# Brichardis won't breed...



## ShiroYuki (Jan 29, 2013)

Hello

My name is Herman, I just joined this forum today to learn more about specific breeds of cichlids. First off I have a problem with getting my brichardi cichlids to breed. I've had them for a year and a half now...

My setup:
-40 gallon tank
-waterchanges weekly with gravelvac
-ph lvl of between 7.5-8.2
-aquascape is filled with white aquarium sand 2mm granule size and lots of coral rocks which form a network of caves/crevaces
-filtration is with a airpump coupled to a reactive charcoal filter, and a electrical underwater pump

Inhabitants:
- a male and female brichardi(they may need couples counceling) :/
-the male is 4inches from mouth to tip of tail fin
-the female is 3inches from mouth to tip of tail fin

Feeding program:
- I feed them cichlid bits in the mornings and bloodworms or brineshrimp in the evenings

In detail explanation of the problem:
They seem to flirt and nip eachother playfully all the time, the build their nests(move sand out off the nest) but when the female starts laying eggs the male eats them...I've tried to divorce this couple and get them to pair with other brichardis but my efforts were futile...

Any help would be appreciated 

If I learn how to upload pics I will soon enough

Thnx in advance
Herman


----------



## Fogelhund (Dec 3, 2002)

I read elsewhere that your tank doesn't get above 75F. Is this true? What is the temperature normally?


----------



## Frazee86 (Aug 1, 2010)

Does your Ph fluctuate between 7.5-8.2? Or is that the best guess of what it is? If its always changing between that range wouldn't think it would be to good for the fishies


----------



## ShiroYuki (Jan 29, 2013)

Hello guys, thanx for replying...seems you guys are too hardcore about fish to greet first?

Yes it never goes above 75, I've read somewhere that 72 is optimum for breeding? Is this correct or do I have to make adjustments?

As for the pH, I'm guessing, because over here the LFS does not test water...I have these pellets to make the tank brakish, it says 8.5 but I'm not too sure if the tank is actually 8.5 atm. I crush the pellets and throw the powder into a stocking which I tie off into a ball and place near my mechanical filter in the tank...

• • •

[EXERCISE INSTRUCTIONS]:
1 – In the forum thread, what does the male brichardi do once the female starts laying eggs?
2 – From the forum thread, reproduce verbatim the passage that opens with the words containing "If I learn how" and closes with "the temperature normally?".

[PROVIDED DATA]:

• • •

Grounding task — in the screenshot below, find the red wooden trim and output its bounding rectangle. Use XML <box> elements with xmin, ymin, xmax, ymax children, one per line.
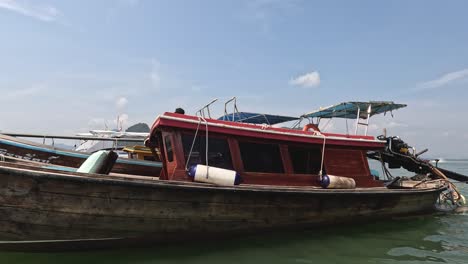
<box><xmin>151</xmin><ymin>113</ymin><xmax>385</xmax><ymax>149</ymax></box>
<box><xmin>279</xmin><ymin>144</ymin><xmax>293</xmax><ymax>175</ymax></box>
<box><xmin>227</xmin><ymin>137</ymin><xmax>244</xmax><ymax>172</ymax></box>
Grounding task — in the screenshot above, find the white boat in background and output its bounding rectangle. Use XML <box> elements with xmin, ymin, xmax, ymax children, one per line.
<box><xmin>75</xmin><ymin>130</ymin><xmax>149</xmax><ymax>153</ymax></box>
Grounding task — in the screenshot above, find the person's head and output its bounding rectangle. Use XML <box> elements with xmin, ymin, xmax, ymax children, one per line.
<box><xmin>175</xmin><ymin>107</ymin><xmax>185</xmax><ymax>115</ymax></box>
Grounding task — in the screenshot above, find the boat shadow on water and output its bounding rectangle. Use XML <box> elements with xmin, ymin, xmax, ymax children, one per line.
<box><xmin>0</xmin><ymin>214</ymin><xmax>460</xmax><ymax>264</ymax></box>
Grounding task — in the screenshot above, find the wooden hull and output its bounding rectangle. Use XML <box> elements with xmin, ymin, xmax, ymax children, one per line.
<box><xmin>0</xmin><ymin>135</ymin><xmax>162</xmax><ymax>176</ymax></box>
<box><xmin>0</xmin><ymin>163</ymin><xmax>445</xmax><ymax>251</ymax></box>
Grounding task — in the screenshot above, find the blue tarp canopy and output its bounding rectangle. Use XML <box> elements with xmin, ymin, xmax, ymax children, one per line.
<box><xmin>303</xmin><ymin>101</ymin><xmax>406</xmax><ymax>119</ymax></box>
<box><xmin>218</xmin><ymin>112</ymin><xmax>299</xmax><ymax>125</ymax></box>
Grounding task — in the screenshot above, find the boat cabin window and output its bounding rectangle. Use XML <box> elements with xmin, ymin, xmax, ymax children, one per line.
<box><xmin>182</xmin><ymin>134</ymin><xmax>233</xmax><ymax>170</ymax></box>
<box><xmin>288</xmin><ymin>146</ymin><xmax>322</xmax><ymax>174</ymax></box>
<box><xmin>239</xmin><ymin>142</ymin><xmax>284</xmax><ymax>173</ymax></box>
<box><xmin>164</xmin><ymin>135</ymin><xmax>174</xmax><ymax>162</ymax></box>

• • •

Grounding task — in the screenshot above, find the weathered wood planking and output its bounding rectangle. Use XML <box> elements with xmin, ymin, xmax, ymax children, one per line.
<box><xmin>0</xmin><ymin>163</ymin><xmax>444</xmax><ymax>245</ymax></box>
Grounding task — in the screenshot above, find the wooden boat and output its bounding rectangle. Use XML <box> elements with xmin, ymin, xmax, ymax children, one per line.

• • •

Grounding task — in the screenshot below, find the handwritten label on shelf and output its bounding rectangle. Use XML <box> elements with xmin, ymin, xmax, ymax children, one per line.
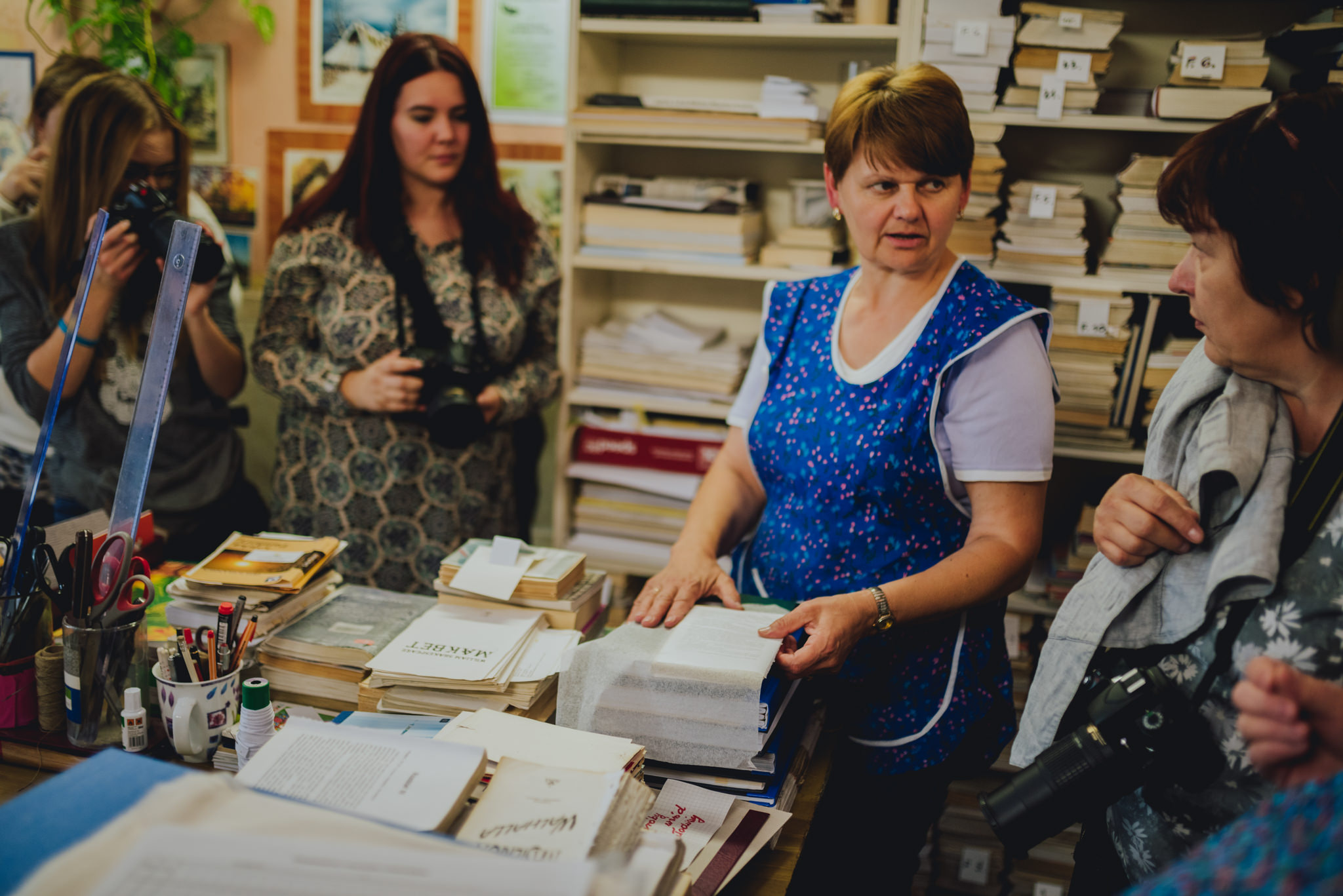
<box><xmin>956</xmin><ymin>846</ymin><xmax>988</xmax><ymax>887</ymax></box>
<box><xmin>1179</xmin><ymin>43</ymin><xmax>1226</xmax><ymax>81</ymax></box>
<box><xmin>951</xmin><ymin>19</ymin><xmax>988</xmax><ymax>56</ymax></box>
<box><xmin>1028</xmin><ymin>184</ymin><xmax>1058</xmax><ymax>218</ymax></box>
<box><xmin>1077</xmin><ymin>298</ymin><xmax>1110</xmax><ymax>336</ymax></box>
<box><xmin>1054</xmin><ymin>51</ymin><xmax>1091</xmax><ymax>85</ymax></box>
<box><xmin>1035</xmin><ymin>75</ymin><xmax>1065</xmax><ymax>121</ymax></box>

• • •

[SOLUTIONS PER TASK]:
1 – He eats the eggs.

2 –
If I learn how to upload pics I will soon enough

Thnx in advance
Herman


----------



## Fogelhund (Dec 3, 2002)

I read elsewhere that your tank doesn't get above 75F. Is this true? What is the temperature normally?